*** 原文 ***
编译成.pyc和.pyo文件后,执行的速度会更快。所以一般一些重复性并多次调用的代码会被编译成这两种可执行的方式来待调用。

二、变量、运算与表达式

这里没什么好说的,有其他语言的编程基础的话都没什么问题。和Matlab的相似度比较大。这块差别不是很大。具体如下:



需要注意的一个是:5/2 等于2,5.0/2才等于2.5。

[python] view
plain copy

###################################

### compute #######

# raw_input() get input from keyboard to string type

# So we should transfer to int type

# Some new support computing type:

# and or not in is < <= != == | ^ & << + - / % ~ **

print 'Please input a number:'

number = int(raw_input())

number += 1

print number**2 # ** means ^

print number and 1

print number or 1

print not number

5/2 # is 2

5.0/2 # is 2.5, should be noted

三、数据类型

1、数字

通常的int, long,float,long等等都被支持。而且会看你的具体数字来定义变量的类型。如下:

[python] view
plain copy

###################################

### type of value #######

# int, long, float

# do not need to define the type of value, python will

# do this according to your value

num = 1 # stored as int type

num = 1111111111111 # stored as long int type

num = 1.0 # stored as float type

num = 12L # L stands for long type

num = 1 + 12j # j stands for complex type

num = '1' # string type

2、字符串

单引号,双引号和三引号都可以用来定义字符串。三引号可以定义特别格式的字符串。字符串作为一种序列类型,支持像Matlab一样的索引访问和切片访问。

[python] view
plain copy

###################################

### type of string #######

num = "1" # string type

num = "Let's go" # string type

num = "He's \"old\"" # string type

mail = "Xiaoyi: \n hello \n I am you!"

mail = """Xiaoyi:

hello

I am you!

""" # special string format

string = 'xiaoyi' # get value by index

copy = string[0] + string[1] + string[2:6] # note: [2:6] means [2 5] or[2 6)

copy = string[:4] # start from 1

copy = string[2:] # to end

copy = string[::1] # step is 1, from start to end

copy = string[::2] # step is 2

copy = string[-1] # means 'i', the last one

copy = string[-4:-2:-1] # means 'yoa', -1 step controls direction

memAddr = id(num) # id(num) get the memory address of num

type(num) # get the type of num

3、元组

元组tuple用()来定义。相当于一个可以存储不同类型数据的一个数组。可以用索引来访问,但需要注意的一点是,里面的元素不能被修改。

[python] view
plain copy

###################################

### sequence type #######

## can access the elements by index or slice

## include: string, tuple(or array? structure? cell?), list

# basis operation of sequence type

firstName = 'Zou'

lastName = 'Xiaoyi'

len(string) # the length

name = firstName + lastName # concatenate 2 string

firstName * 3 # repeat firstName 3 times

'Z' in firstName # check contain or not, return true

string = '123'

max(string)

min(string)

cmp(firstName, lastName) # return 1, -1 or 0

## tuple(or array? structure? cell?)

## define this type using ()
*** 数据摘录 ***
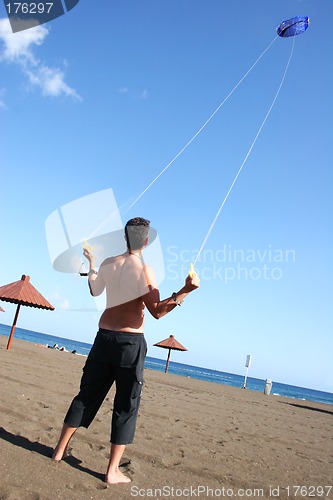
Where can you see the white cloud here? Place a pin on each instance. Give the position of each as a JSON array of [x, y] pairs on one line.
[[18, 48]]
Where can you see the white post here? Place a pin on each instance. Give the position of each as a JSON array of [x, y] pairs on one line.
[[247, 364]]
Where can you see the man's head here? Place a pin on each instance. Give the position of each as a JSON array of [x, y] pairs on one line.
[[136, 233]]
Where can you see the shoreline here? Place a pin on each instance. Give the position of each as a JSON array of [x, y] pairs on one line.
[[190, 433], [254, 384]]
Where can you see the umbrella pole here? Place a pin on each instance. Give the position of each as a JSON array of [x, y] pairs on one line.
[[168, 359], [13, 327]]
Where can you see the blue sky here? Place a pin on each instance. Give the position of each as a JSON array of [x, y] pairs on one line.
[[106, 98]]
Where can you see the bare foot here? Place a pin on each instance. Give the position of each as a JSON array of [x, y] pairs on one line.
[[116, 477], [57, 456]]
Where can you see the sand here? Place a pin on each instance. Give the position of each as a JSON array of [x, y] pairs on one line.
[[194, 439]]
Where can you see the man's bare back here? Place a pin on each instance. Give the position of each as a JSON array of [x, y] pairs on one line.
[[126, 280]]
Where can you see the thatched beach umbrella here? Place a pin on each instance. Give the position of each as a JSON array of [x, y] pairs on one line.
[[22, 293], [170, 343]]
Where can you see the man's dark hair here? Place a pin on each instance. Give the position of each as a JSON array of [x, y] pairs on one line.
[[136, 233]]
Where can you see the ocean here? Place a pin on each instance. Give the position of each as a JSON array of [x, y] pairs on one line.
[[197, 372]]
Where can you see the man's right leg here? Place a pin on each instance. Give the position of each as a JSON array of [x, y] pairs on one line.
[[65, 436]]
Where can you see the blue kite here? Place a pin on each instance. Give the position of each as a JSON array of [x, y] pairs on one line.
[[293, 26]]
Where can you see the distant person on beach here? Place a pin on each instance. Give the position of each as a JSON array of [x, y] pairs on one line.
[[119, 349]]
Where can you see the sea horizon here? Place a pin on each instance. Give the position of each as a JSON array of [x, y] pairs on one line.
[[181, 369]]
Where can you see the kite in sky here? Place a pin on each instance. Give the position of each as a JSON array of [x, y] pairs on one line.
[[294, 26]]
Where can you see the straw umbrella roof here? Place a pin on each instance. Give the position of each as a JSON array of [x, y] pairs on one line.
[[22, 293], [171, 344]]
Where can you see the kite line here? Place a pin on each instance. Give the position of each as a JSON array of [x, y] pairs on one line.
[[203, 126], [190, 141], [247, 155]]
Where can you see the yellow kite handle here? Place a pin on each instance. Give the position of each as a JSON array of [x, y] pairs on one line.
[[86, 245], [192, 273]]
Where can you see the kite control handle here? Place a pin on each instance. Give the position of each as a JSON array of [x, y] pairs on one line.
[[85, 246], [192, 274]]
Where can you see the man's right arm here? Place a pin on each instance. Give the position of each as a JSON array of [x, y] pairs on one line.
[[159, 308]]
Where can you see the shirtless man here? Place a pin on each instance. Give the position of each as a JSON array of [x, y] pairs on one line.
[[119, 348]]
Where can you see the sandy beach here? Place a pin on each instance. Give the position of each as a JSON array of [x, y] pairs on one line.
[[194, 439]]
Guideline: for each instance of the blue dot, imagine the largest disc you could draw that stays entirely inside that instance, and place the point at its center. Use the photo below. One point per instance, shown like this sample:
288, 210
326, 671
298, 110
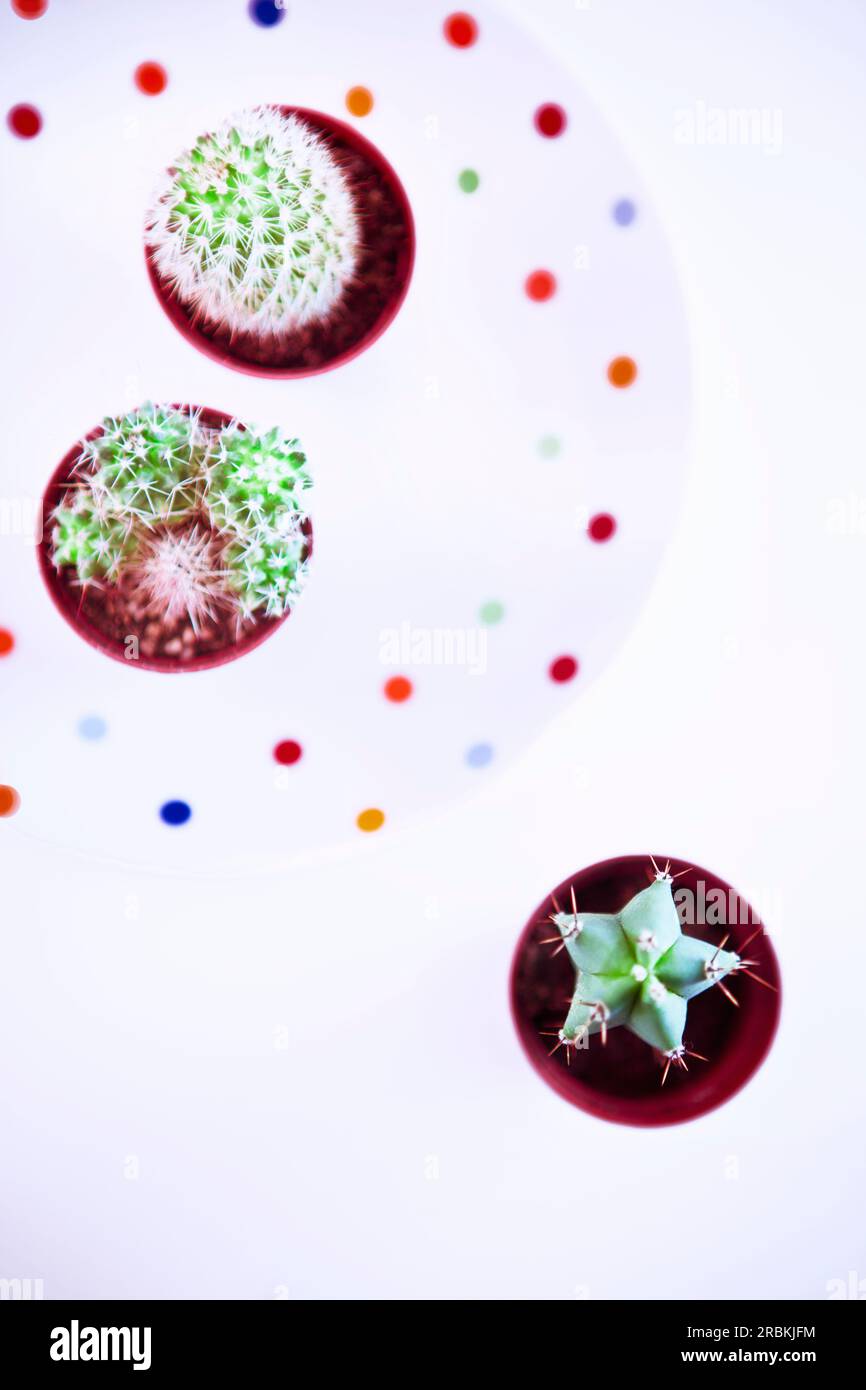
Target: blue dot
267, 13
92, 727
480, 755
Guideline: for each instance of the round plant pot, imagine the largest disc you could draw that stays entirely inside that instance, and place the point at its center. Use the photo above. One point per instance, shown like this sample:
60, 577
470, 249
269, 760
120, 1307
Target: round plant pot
369, 305
84, 615
622, 1080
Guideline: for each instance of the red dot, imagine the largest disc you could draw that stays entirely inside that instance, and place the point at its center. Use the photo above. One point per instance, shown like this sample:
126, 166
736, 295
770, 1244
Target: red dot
551, 120
24, 121
398, 688
460, 29
541, 285
150, 78
288, 752
601, 527
563, 669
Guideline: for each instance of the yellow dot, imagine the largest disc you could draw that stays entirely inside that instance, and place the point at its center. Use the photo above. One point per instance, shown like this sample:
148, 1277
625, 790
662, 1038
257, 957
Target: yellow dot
359, 100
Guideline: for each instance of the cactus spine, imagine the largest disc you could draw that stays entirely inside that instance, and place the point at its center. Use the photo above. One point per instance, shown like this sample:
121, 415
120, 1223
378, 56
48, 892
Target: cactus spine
255, 227
195, 520
635, 969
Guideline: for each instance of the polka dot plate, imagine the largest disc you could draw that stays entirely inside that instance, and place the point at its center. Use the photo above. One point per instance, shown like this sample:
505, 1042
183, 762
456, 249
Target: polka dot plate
495, 478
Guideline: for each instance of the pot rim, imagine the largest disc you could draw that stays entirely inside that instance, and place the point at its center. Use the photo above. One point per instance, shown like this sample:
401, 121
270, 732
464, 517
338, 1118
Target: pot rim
644, 1111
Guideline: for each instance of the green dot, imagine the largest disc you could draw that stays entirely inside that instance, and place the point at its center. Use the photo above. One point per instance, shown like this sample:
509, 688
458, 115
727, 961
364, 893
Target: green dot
491, 612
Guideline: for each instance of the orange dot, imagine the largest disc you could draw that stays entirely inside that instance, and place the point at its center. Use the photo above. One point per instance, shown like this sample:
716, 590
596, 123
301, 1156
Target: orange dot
398, 688
622, 371
150, 78
359, 100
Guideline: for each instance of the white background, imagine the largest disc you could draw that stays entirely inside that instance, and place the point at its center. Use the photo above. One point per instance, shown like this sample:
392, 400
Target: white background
345, 1109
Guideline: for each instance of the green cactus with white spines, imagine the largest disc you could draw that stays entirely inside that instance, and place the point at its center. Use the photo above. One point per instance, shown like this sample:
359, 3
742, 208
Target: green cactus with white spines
635, 969
255, 227
195, 519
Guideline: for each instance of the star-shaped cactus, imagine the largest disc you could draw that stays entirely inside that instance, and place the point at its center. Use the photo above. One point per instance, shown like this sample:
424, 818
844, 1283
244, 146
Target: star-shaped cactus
635, 968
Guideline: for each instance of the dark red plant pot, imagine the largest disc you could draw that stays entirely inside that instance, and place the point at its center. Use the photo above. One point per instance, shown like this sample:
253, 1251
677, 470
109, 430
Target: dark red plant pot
369, 305
622, 1080
68, 599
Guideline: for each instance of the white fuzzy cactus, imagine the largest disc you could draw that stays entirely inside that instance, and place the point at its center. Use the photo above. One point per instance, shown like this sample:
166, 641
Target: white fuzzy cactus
255, 227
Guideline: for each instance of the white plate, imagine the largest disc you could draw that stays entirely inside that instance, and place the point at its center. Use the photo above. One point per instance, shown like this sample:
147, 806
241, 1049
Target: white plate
433, 494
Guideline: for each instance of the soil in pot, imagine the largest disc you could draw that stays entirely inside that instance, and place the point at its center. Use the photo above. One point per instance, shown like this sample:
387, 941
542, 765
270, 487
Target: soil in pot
127, 615
622, 1080
369, 302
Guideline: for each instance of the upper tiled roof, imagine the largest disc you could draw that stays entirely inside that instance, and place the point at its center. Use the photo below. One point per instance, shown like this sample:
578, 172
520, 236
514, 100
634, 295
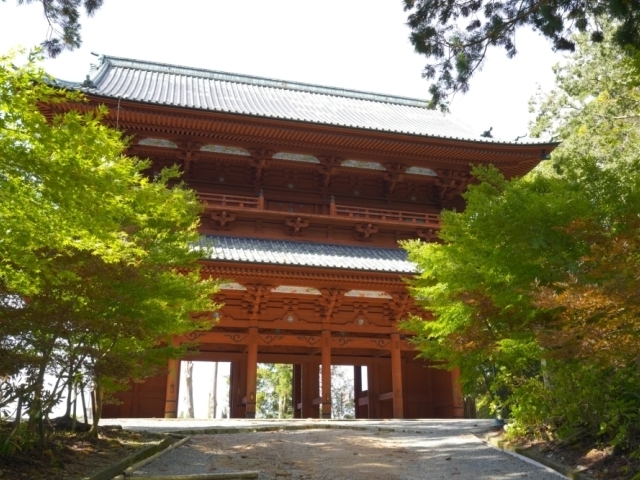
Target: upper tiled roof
305, 254
178, 86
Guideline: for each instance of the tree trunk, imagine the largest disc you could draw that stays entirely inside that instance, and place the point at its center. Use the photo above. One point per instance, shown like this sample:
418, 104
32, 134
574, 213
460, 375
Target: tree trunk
214, 395
188, 397
96, 399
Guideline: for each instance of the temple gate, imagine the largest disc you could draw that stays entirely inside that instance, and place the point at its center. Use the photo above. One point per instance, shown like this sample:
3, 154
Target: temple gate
306, 192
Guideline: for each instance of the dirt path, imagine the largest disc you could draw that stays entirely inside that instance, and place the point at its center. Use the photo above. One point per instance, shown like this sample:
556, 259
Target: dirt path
363, 454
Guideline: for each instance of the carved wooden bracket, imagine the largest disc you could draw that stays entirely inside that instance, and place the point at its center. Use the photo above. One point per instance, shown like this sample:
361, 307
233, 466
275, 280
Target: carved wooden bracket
189, 152
295, 226
259, 157
222, 220
255, 299
450, 183
394, 175
329, 166
331, 299
399, 305
365, 231
427, 234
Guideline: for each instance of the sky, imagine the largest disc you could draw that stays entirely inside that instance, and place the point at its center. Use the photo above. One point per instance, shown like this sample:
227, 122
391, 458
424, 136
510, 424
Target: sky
354, 44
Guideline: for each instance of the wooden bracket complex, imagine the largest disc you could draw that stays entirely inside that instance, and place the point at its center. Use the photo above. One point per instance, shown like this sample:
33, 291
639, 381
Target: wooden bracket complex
295, 226
222, 220
364, 231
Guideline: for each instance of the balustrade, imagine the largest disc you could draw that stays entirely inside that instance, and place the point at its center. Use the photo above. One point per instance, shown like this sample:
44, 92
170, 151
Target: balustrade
376, 214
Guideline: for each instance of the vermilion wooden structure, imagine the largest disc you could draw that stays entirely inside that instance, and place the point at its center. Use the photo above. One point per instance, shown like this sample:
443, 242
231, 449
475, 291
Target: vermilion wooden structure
307, 191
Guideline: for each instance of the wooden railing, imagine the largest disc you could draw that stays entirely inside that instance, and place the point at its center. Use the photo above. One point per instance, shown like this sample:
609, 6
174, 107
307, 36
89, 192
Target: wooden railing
235, 201
384, 215
374, 214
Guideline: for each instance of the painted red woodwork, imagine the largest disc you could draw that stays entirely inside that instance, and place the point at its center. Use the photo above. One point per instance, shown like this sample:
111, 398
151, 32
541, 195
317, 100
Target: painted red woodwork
255, 195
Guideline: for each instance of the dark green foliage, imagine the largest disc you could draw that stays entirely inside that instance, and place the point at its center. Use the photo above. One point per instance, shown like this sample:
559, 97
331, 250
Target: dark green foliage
456, 34
534, 288
63, 17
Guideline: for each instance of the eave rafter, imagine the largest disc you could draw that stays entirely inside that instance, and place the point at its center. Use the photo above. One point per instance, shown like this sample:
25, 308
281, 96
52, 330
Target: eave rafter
281, 134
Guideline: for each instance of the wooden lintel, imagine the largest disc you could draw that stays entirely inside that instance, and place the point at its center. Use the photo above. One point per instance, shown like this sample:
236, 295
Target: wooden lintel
385, 396
292, 340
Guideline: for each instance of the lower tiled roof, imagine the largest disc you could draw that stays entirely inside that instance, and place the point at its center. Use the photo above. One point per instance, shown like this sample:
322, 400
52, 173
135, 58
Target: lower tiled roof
305, 254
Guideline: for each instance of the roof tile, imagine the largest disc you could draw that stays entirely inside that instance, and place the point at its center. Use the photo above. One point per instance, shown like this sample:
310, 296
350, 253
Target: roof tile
306, 254
243, 94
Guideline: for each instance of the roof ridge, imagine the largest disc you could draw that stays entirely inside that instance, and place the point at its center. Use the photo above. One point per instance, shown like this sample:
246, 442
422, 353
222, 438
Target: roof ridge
106, 60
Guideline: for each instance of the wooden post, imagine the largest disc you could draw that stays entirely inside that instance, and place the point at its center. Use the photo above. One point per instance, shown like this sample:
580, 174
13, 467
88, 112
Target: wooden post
173, 385
297, 391
310, 389
396, 376
326, 374
237, 388
261, 200
252, 373
458, 403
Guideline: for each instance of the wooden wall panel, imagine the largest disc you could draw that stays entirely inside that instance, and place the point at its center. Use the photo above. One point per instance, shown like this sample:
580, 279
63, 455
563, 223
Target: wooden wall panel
142, 400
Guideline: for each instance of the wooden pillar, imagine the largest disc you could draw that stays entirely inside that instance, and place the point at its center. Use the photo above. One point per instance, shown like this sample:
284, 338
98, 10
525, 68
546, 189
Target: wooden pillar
173, 386
326, 374
310, 389
361, 399
252, 373
297, 391
237, 388
458, 403
396, 376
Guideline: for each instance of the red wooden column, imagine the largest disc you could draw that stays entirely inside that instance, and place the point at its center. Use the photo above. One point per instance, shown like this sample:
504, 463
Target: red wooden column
326, 374
310, 389
458, 403
237, 388
396, 376
297, 391
252, 373
173, 385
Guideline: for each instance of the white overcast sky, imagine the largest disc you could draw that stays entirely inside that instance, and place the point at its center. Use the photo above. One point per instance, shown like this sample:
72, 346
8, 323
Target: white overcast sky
356, 44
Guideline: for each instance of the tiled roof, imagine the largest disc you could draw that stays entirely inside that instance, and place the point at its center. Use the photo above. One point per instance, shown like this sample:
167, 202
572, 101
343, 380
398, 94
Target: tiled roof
305, 254
211, 90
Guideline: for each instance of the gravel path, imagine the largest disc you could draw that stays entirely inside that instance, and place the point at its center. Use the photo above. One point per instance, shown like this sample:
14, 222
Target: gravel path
358, 450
***
_练习任务_.
**a)** 根据原文,元组中的元素有什么需要注意的限制?
**b)** 请逐字照录原文中的一段:从含有“num = 12L #”的地方开始,到“b一样的索引访问和切片访问。”结束。
上面的清单在本练习中用不到。

_参考答案_.
**a)** 元组里的元素不能被修改。

**b)**
num = 12L # L stands for long type

num = 1 + 12j # j stands for complex type

num = '1' # string type

2、字符串

单引号,双引号和三引号都可以用来定义字符串。三引号可以定义特别格式的字符串。字符串作为一种序列类型,支持像Matlab一样的索引访问和切片访问。